* Description of the task:
Pull out each line of the records below that contains the string "target". Case matters.

— Start of Data provided —

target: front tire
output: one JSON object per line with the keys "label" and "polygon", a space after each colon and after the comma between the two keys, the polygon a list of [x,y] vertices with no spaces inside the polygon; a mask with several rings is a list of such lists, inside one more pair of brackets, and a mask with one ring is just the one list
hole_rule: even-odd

— End of Data provided —
— Start of Data provided —

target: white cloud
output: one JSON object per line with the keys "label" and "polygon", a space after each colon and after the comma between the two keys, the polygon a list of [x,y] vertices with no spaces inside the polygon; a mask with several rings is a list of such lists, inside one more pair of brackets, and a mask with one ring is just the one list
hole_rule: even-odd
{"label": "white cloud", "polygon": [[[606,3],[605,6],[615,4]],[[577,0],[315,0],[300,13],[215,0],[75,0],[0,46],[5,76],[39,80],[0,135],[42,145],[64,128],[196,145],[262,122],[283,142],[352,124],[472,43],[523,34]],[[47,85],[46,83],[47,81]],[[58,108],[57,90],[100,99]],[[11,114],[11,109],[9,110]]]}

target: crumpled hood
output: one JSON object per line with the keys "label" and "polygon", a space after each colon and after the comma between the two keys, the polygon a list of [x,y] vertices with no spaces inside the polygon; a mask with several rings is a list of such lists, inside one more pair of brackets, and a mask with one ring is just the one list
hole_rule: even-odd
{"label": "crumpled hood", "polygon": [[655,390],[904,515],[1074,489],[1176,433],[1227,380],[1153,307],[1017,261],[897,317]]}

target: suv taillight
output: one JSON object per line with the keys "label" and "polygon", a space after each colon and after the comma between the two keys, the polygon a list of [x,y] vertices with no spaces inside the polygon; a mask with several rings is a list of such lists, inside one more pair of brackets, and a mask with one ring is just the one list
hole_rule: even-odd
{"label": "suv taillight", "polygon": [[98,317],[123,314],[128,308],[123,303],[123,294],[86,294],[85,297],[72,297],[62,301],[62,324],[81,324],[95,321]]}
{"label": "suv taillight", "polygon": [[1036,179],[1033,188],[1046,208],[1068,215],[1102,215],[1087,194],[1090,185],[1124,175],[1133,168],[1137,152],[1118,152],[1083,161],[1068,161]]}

— End of Data provided —

* Answer to the task:
target: front tire
target: white cloud
target: crumpled hood
target: suv taillight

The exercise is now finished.